Task statement:
Quote the passage about walls below in full, word for word.

BEGIN Excerpt provided

In his well-known poem “Mending Wall” (1914), Robert Frost effectively depicted the act of walling:
Before I built a wall I’d ask to know
What I was walling in or walling out,
And to whom I was like to give offense.
…
He will not go behind his father’s saying,
And he likes having thought of it so well
He says again, “Good fences make good neighbors.”
In Joy Kogawa’s “Where There’s a Wall” (1985), we can recognize the multidimensional social architecture of the wall.
Where there’s a wall
there’s a way
around, over, or through
there’s a gate
maybe a ladder
a door
a sentinel who
sometimes sleeps
there are secret passwords
you can overhear
there are methods of torture
for extracting clues
to maps of underground passageways
there are zeppelins
helicopters, rockets, bombs
battering rams
armies with trumpets
The wall is a paradigmatic object in understanding social differentiation and geopolitical configurations of the contemporary world. Yet it is also an artifact rooted in ancient times that has worked to claim territories, separate populations, govern mobility, and categorize individuals and groups. Political concerns about putting limits to the circulation of people, defining an “inside” and “outside,” and manifesting actual power are major elements to be identified behind the decision of enclosing territories. Today, in their declared political intentions and purposes, walls are the factual, material response to the quest for collective protection. Through a chemical metaphor, we could argue that the wall is the solidification status of the liquid idea of protection, which ranges from geopolitics to biopolitics. Since the dawn of civilizations, walls were built to demarcate borders and defend territory and spatial identities against “Others”: fencing off enemies and defining a specific worldview (as in the case of the Great Wall of China) or delimiting proto-administrative and military units, as in the case of the Roman limes (Momsen 1894; Quétel 2012).

END Excerpt provided
BEGIN Record excerpts

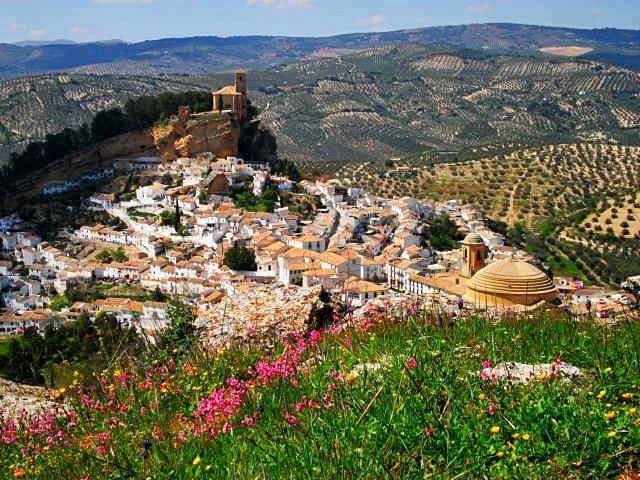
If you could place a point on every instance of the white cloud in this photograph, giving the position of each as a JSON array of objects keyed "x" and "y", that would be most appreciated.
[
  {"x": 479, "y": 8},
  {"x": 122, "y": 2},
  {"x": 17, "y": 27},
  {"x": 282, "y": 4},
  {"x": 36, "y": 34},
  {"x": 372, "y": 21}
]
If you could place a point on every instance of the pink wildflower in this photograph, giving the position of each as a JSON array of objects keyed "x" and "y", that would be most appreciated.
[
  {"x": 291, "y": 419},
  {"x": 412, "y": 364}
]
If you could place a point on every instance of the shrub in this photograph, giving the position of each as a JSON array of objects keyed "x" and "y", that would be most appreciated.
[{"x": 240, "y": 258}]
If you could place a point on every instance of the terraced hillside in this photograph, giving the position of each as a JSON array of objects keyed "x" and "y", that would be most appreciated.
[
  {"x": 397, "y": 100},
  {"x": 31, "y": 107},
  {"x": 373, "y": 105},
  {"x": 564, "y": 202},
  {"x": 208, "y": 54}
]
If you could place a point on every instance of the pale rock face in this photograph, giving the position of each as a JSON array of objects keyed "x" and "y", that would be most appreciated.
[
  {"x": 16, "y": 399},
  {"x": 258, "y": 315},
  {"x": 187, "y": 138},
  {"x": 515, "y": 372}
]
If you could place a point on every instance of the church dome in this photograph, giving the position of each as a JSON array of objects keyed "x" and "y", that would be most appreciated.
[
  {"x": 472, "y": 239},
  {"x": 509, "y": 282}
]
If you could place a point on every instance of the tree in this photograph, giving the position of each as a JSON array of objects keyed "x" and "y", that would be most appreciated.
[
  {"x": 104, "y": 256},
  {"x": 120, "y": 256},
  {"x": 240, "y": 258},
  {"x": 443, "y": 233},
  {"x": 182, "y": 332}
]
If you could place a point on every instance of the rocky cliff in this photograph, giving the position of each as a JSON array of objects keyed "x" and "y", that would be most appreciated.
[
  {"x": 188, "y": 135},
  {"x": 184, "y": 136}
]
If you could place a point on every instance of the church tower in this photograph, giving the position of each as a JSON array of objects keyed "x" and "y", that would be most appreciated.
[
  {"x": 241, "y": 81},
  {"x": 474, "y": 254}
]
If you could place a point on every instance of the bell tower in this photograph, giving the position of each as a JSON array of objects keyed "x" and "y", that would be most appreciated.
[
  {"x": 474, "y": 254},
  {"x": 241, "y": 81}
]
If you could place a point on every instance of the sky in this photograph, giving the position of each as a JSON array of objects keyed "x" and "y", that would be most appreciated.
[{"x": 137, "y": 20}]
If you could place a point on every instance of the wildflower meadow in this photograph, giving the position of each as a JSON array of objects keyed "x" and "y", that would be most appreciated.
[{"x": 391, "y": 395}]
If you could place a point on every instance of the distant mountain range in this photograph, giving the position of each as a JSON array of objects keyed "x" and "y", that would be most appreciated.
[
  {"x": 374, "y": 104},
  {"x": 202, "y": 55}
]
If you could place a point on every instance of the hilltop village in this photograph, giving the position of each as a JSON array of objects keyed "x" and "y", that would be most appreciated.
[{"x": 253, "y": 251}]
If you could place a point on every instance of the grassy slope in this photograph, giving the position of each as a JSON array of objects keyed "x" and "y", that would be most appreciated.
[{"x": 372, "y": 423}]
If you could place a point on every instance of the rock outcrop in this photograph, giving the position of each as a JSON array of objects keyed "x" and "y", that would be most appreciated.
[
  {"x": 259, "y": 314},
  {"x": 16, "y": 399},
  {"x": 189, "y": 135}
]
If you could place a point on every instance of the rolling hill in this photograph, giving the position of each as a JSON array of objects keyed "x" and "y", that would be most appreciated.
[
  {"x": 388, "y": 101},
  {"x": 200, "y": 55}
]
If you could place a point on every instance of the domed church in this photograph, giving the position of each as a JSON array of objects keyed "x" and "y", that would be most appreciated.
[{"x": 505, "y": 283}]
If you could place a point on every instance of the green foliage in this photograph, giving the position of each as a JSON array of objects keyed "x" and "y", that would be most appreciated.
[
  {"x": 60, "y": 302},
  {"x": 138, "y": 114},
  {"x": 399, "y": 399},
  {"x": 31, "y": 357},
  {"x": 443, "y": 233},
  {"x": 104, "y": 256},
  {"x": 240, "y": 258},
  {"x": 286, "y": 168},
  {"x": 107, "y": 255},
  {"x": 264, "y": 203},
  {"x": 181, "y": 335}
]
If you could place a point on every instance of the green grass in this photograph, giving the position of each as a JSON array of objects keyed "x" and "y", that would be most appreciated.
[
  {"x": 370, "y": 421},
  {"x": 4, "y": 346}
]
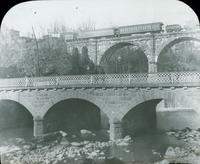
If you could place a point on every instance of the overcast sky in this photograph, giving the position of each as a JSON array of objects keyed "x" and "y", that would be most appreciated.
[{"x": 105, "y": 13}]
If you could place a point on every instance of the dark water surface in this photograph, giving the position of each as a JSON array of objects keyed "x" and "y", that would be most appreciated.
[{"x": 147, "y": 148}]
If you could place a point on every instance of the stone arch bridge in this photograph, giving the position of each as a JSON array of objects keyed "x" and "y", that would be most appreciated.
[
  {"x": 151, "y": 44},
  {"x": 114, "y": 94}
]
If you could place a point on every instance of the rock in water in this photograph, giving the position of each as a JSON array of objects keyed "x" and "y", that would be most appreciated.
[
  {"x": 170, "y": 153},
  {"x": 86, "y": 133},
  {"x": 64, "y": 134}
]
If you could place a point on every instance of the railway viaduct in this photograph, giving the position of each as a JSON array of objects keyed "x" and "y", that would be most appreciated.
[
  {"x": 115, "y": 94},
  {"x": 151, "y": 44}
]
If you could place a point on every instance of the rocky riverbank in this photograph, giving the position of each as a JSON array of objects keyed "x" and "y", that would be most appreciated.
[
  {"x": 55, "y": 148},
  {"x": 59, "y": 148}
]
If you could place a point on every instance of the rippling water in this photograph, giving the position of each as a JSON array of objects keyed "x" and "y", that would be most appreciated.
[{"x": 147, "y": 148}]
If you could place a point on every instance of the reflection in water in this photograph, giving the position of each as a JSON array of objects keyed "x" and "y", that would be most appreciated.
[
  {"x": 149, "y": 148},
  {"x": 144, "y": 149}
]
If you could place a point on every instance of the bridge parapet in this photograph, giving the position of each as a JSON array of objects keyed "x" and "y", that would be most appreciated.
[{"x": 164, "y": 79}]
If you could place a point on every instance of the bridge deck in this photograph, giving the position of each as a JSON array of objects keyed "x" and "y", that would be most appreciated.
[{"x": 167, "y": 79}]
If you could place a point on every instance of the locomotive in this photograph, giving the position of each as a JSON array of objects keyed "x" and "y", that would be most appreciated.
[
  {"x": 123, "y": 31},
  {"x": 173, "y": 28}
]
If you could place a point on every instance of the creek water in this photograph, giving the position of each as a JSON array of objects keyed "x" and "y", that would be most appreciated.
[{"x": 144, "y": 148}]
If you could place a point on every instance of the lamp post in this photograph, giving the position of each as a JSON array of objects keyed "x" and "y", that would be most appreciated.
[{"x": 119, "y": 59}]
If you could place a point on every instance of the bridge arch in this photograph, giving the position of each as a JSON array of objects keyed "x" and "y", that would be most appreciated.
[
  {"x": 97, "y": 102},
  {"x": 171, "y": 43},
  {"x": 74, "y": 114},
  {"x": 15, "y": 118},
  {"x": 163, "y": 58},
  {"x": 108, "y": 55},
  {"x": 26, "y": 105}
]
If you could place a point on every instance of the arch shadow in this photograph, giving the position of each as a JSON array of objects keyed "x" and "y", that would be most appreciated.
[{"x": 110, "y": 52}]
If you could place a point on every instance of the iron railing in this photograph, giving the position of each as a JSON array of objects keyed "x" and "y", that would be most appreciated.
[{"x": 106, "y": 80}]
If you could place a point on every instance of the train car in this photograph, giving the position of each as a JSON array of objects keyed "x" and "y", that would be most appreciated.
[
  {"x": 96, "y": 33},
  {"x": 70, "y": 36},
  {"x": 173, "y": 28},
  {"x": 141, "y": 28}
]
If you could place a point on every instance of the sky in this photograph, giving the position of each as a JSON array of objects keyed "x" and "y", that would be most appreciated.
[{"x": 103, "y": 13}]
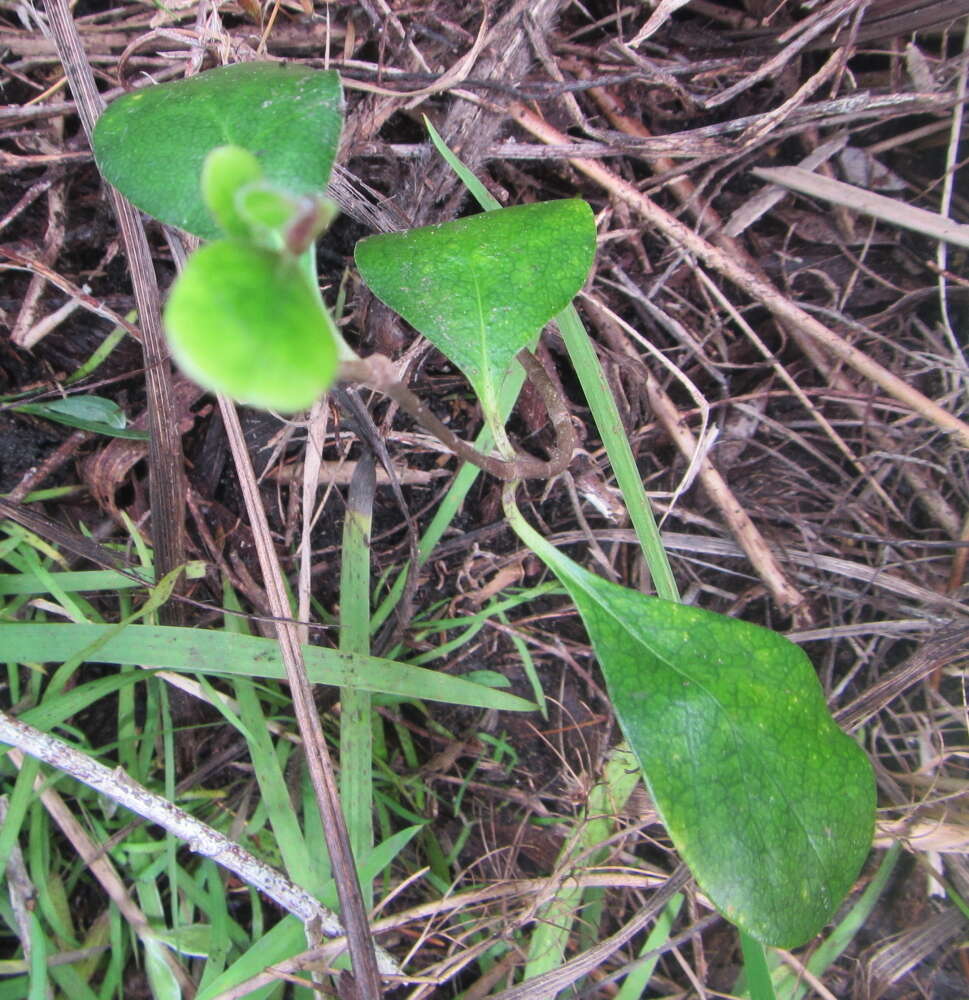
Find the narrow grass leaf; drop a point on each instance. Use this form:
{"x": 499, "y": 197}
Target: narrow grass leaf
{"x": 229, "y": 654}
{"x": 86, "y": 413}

END Record excerpts

Solution to this exercise:
In his well-known poem “Mending Wall” (1914), Robert Frost effectively depicted the act of walling:
Before I built a wall I’d ask to know
What I was walling in or walling out,
And to whom I was like to give offense.
…
He will not go behind his father’s saying,
And he likes having thought of it so well
He says again, “Good fences make good neighbors.”
In Joy Kogawa’s “Where There’s a Wall” (1985), we can recognize the multidimensional social architecture of the wall.
Where there’s a wall
there’s a way
around, over, or through
there’s a gate
maybe a ladder
a door
a sentinel who
sometimes sleeps
there are secret passwords
you can overhear
there are methods of torture
for extracting clues
to maps of underground passageways
there are zeppelins
helicopters, rockets, bombs
battering rams
armies with trumpets
The wall is a paradigmatic object in understanding social differentiation and geopolitical configurations of the contemporary world. Yet it is also an artifact rooted in ancient times that has worked to claim territories, separate populations, govern mobility, and categorize individuals and groups. Political concerns about putting limits to the circulation of people, defining an “inside” and “outside,” and manifesting actual power are major elements to be identified behind the decision of enclosing territories. Today, in their declared political intentions and purposes, walls are the factual, material response to the quest for collective protection. Through a chemical metaphor, we could argue that the wall is the solidification status of the liquid idea of protection, which ranges from geopolitics to biopolitics. Since the dawn of civilizations, walls were built to demarcate borders and defend territory and spatial identities against “Others”: fencing off enemies and defining a specific worldview (as in the case of the Great Wall of China) or delimiting proto-administrative and military units, as in the case of the Roman limes (Momsen 1894; Quétel 2012).